### [The task]
The expected output is every entry, copied exactly.

────

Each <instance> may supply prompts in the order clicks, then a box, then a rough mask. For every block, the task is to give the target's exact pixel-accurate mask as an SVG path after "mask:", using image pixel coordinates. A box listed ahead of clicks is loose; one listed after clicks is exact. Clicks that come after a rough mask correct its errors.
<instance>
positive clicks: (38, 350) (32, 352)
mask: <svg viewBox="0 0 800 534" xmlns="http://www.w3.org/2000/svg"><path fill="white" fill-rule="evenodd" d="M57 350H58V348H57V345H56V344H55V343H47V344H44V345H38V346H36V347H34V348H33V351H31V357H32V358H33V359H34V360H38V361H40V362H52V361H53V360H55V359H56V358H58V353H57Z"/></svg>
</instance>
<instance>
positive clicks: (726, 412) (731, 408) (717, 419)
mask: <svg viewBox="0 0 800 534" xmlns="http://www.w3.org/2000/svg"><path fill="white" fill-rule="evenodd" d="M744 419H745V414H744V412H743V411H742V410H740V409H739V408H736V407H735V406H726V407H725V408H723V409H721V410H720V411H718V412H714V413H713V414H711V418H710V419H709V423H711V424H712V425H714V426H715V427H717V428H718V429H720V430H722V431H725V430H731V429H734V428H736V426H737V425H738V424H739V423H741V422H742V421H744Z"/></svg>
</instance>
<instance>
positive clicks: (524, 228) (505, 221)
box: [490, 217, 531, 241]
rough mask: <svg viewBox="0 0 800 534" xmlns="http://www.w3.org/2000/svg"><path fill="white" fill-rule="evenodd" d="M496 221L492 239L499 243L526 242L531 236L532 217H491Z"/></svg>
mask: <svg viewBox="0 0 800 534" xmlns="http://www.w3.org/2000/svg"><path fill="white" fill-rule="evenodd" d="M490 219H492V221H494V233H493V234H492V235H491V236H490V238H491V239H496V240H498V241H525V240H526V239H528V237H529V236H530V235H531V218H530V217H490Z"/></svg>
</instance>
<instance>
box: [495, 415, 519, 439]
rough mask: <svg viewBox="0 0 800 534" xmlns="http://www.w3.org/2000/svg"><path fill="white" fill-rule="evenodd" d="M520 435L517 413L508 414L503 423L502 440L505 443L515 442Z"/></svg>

────

### [Answer for the task]
Each <instance> may supply prompts in the order clicks, then a box, then a rough mask. For every block, the task is to give the target's exact pixel-accurate mask as an SVG path after "mask:", using image pixel coordinates. A box listed ahead of clicks is loose; one listed after clicks is exact. Clicks that come after a rough mask correct its errors.
<instance>
positive clicks: (38, 350) (32, 352)
mask: <svg viewBox="0 0 800 534" xmlns="http://www.w3.org/2000/svg"><path fill="white" fill-rule="evenodd" d="M57 350H58V348H57V345H56V344H55V343H47V344H44V345H38V346H36V347H34V348H33V351H31V357H32V358H33V359H34V360H38V361H40V362H52V361H53V360H55V359H56V358H58V353H57Z"/></svg>
</instance>
<instance>
positive clicks: (726, 412) (731, 408) (717, 419)
mask: <svg viewBox="0 0 800 534" xmlns="http://www.w3.org/2000/svg"><path fill="white" fill-rule="evenodd" d="M744 419H745V414H744V412H743V411H742V410H740V409H739V408H736V407H735V406H726V407H725V408H723V409H721V410H720V411H718V412H714V413H713V414H711V418H710V419H709V423H711V424H712V425H714V426H715V427H717V428H718V429H720V430H722V431H725V430H731V429H734V428H736V426H737V425H738V424H739V423H741V422H742V421H744Z"/></svg>
</instance>
<instance>
positive clicks: (524, 228) (505, 221)
box: [490, 217, 531, 241]
rough mask: <svg viewBox="0 0 800 534" xmlns="http://www.w3.org/2000/svg"><path fill="white" fill-rule="evenodd" d="M496 221L492 239L499 243L526 242L531 236L532 217H491Z"/></svg>
mask: <svg viewBox="0 0 800 534" xmlns="http://www.w3.org/2000/svg"><path fill="white" fill-rule="evenodd" d="M490 219H492V221H494V233H493V234H492V235H491V236H490V238H491V239H496V240H498V241H525V240H526V239H528V237H529V236H530V235H531V218H530V217H490Z"/></svg>
</instance>
<instance>
box: [495, 415, 519, 439]
rough mask: <svg viewBox="0 0 800 534" xmlns="http://www.w3.org/2000/svg"><path fill="white" fill-rule="evenodd" d="M520 435L517 413L508 414L503 423L502 440L505 443L515 442Z"/></svg>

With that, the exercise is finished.